:: WHAT TO PRODUCE ::
This exercise requires every record to be repeated exactly.

Records from a data source
• • •

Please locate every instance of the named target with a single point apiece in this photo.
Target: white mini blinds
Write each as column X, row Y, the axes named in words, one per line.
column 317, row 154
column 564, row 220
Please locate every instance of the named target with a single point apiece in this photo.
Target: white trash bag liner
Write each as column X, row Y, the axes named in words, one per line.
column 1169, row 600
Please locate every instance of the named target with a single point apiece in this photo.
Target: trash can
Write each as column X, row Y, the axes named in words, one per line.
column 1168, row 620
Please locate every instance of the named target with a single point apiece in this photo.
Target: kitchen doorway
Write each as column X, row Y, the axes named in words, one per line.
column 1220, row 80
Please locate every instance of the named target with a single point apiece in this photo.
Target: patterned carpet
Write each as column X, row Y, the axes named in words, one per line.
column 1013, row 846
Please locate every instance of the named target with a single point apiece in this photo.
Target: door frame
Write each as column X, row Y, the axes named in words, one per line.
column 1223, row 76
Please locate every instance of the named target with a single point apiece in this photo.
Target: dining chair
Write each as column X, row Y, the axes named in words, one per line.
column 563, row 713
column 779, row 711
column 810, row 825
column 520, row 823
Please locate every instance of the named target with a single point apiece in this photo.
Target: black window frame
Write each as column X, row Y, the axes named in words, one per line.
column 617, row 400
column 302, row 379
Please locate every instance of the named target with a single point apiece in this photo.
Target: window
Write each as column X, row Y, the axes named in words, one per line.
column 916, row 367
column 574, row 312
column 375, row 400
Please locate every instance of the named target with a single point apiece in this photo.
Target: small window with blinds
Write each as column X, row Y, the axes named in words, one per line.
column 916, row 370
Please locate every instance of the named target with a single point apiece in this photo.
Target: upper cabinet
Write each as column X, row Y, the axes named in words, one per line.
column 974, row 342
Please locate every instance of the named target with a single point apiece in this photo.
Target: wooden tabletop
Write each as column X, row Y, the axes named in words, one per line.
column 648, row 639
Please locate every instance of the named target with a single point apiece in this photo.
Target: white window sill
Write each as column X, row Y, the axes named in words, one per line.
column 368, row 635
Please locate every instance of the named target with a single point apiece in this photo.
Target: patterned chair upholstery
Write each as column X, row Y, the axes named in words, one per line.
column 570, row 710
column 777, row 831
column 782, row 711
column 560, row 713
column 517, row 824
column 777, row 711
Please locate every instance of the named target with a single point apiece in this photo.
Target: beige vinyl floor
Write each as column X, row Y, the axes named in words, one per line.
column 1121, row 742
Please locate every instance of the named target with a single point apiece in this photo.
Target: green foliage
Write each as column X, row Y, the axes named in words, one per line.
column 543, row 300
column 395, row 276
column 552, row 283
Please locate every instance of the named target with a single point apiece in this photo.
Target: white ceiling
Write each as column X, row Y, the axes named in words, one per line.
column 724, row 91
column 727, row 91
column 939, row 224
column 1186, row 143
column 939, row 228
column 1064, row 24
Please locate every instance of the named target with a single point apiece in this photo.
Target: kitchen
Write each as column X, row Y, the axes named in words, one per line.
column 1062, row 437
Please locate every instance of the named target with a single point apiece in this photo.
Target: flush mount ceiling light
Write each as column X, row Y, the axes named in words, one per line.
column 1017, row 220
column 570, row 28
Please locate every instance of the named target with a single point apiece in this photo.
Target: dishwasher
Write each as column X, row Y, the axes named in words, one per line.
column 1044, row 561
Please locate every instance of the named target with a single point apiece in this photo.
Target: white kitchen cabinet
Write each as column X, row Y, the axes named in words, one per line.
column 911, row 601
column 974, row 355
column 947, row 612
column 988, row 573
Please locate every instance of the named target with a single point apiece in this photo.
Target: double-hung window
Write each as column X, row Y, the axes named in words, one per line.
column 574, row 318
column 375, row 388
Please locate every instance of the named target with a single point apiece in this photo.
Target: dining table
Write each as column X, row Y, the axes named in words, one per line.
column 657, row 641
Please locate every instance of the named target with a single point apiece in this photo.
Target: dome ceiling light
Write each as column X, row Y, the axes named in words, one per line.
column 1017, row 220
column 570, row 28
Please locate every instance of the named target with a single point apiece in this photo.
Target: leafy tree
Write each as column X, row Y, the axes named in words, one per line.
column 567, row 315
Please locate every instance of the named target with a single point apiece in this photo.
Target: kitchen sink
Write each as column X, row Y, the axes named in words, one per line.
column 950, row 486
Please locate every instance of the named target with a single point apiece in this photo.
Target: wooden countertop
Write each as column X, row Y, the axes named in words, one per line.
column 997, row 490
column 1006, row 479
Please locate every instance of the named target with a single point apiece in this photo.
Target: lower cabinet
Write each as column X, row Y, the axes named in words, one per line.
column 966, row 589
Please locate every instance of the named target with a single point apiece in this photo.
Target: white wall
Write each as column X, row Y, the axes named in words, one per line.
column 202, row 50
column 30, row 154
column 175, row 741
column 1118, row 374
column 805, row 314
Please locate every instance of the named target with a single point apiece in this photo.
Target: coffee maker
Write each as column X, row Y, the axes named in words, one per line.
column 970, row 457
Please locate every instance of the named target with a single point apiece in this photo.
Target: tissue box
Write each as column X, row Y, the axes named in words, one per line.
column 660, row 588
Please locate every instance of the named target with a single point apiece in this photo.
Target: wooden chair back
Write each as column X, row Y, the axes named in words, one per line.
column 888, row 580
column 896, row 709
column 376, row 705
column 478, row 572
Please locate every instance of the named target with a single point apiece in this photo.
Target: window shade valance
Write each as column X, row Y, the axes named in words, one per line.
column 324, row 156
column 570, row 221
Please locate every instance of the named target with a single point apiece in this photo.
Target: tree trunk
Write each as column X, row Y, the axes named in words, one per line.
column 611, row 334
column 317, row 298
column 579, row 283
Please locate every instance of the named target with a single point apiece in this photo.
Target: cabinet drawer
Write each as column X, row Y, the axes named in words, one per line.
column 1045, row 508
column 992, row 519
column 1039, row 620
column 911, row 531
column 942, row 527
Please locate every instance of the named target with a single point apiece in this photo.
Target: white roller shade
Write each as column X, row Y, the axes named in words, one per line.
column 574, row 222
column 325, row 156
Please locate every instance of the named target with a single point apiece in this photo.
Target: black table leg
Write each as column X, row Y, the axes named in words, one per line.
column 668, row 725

• • •

:: RESULT FOR THIS TASK ::
Please locate every instance of the named target with a single point apiece in this photo.
Target: white mini blinds
Write each as column X, row Y, the axes named in words, one per line.
column 317, row 154
column 564, row 220
Please locate every instance of the named target with a single point apiece in this photo.
Target: white trash bag liner
Write each as column X, row Y, the axes named in words, one per line.
column 1169, row 600
Please locate every instance of the named target with a single point apiece in this photo.
Target: trash can
Write each as column X, row Y, the axes named in words, one per line.
column 1168, row 620
Please locate every instance of the named target with a single point apiece in this photo.
Target: kitchen doorway
Write each as column X, row Y, the axes named in words, one per line.
column 1220, row 80
Please locate every instance of the named target with a single point apiece in this photo.
Target: patterned carpet
Write each as column X, row Y, the axes named in words, one per line.
column 1013, row 846
Please locate every instance of the named target with a single point apiece in this photo.
Target: door frame
Write each as column X, row Y, the axes named in words, one per line.
column 1223, row 76
Please locate every instance of the named target with a single point apiece in this photo.
Target: dining chair
Write each as column X, row Y, the axes named in words, one per line.
column 563, row 713
column 779, row 711
column 810, row 825
column 520, row 823
Please locate every instance of the named target with a single point apiece in this photo.
Target: black window frame
Write each as column X, row Y, the axes named in words, one per line.
column 617, row 400
column 302, row 379
Please locate every instance of the named target with a single point apiece in this photo.
Target: window
Write each as column X, row Y, the axes named in words, one per line.
column 916, row 367
column 574, row 312
column 375, row 400
Please locate every instance of the named target with a single point apiece in this photo.
Target: small window with blinds
Write each as column X, row Y, the axes named in words, one per line.
column 916, row 370
Please locate every instance of the named target with a single point apiece in this photo.
Target: upper cabinet
Write each as column X, row Y, the axes named in words, one per line.
column 974, row 342
Please locate every instance of the named target with a single point apiece in this photo.
Target: wooden tabletop
Write each as column X, row Y, the axes named in words, one per line.
column 648, row 639
Please locate every instance of the named target with a single point apiece in this photo.
Target: white window sill
Write each as column X, row Y, the axes named in words, one per line.
column 368, row 635
Please locate every instance of the named target with a single point apiece in this photo.
Target: patterned chair upholstery
Write each as column X, row Y, the axes named in words, one per line.
column 570, row 710
column 777, row 831
column 782, row 711
column 560, row 713
column 517, row 824
column 777, row 711
Please locate every instance of the named target with a single point apiece in this photo.
Target: beige vinyl floor
Write each as column X, row Y, the axes named in words, one per line.
column 1121, row 742
Please locate every instance of the named target with a single point apiece in this photo.
Target: green foliage
Write each as column X, row Y, the axes named in words, one per line.
column 543, row 300
column 395, row 276
column 552, row 283
Please locate every instance of the named target with a single point apiece in this photo.
Target: white ceiling
Write each as column X, row Y, the axes named in words, one per line.
column 724, row 91
column 727, row 91
column 939, row 224
column 1186, row 143
column 939, row 228
column 1064, row 24
Please locate every instance of the named target with a single point apiece in this photo.
Target: kitchen
Write each as column X, row Y, the axes named in words, one per line.
column 1062, row 437
Please locate every instance of the named target with a single point apiece in this photo.
Target: flush mount ceiling light
Write each as column X, row Y, the axes named in words, one per line.
column 1017, row 220
column 570, row 28
Please locate every instance of the named target with a single point apiece in this photo.
Target: dishwasher
Write each as column X, row Y, the axes named in words, one per line.
column 1044, row 561
Please locate every instance of the named target with a single point apiece in this photo.
Target: white kitchen cabinet
Write each as column X, row Y, the axes named in words, one per line.
column 911, row 601
column 974, row 355
column 947, row 612
column 988, row 573
Please locate every instance of the named target with a single point apiece in this photo.
Target: double-hung window
Write each as column X, row Y, the axes named in words, one per line.
column 574, row 318
column 375, row 388
Please locate every instance of the named target with a single point apiece in this photo.
Target: dining table
Write each as column X, row Y, the axes named in words, one per line.
column 657, row 641
Please locate every instance of the named target with a single point apiece in this photo.
Target: dome ceiling light
Write each as column X, row Y, the axes named in words, one per line.
column 1017, row 220
column 570, row 28
Please locate every instance of the named target with a single point apiece in this photo.
Target: leafy tree
Write each as column X, row Y, the axes named in words, one per line.
column 567, row 315
Please locate every instance of the named target with a single point apiece in this photo.
Target: kitchen sink
Write each as column X, row Y, the axes named in words, one per line.
column 950, row 486
Please locate every instance of the named target with a single point apiece in this photo.
Target: wooden countertop
Write each as column X, row Y, the axes named in words, one per line.
column 997, row 490
column 1006, row 479
Please locate every instance of the named target with a single point apiece in this photo.
Target: lower cabinet
Write each as column X, row Y, the axes named in words, one per line.
column 966, row 589
Please locate every instance of the named target with a single point apiece in this photo.
Target: white wall
Write each as column X, row Y, the axes named in words, one per line.
column 202, row 50
column 30, row 154
column 175, row 741
column 1118, row 374
column 805, row 314
Please locate every instance of the named target with a single point apiece in this photo.
Target: coffee maker
Write each as column X, row Y, the axes named in words, one per line.
column 970, row 457
Please locate every instance of the named target with a single point apiece in this photo.
Target: tissue box
Write each as column X, row Y, the axes named in words, one per line.
column 660, row 588
Please locate every instance of the named target with a single point apiece in this photo.
Target: wooden chair back
Write each as column X, row Y, the axes named in words, one per line.
column 888, row 580
column 896, row 709
column 376, row 705
column 478, row 572
Please locate every instance of the named target with a single point apiece in this photo.
Target: window shade valance
Write each as column X, row Y, the axes named in words, one per line.
column 324, row 156
column 570, row 221
Please locate every instance of the named target with a single point apiece in this photo.
Target: tree trunk
Write each as column X, row Y, the axes named in words, one per line.
column 611, row 334
column 317, row 298
column 579, row 283
Please locate every instance of the named target with a single point apiece in this photo.
Target: cabinet drawer
Write each as column X, row Y, the axes named in words, one per line.
column 1045, row 508
column 992, row 519
column 1039, row 620
column 911, row 531
column 942, row 527
Please locate every instance of the named target with a single point apiece in this photo.
Target: white roller shade
Write each as column X, row Y, the axes named in words, one per line.
column 574, row 222
column 325, row 156
Please locate every instance of the named target with a single point apiece in this photo.
Target: black table leg
Write each as column X, row Y, the axes named in words, one per line.
column 668, row 725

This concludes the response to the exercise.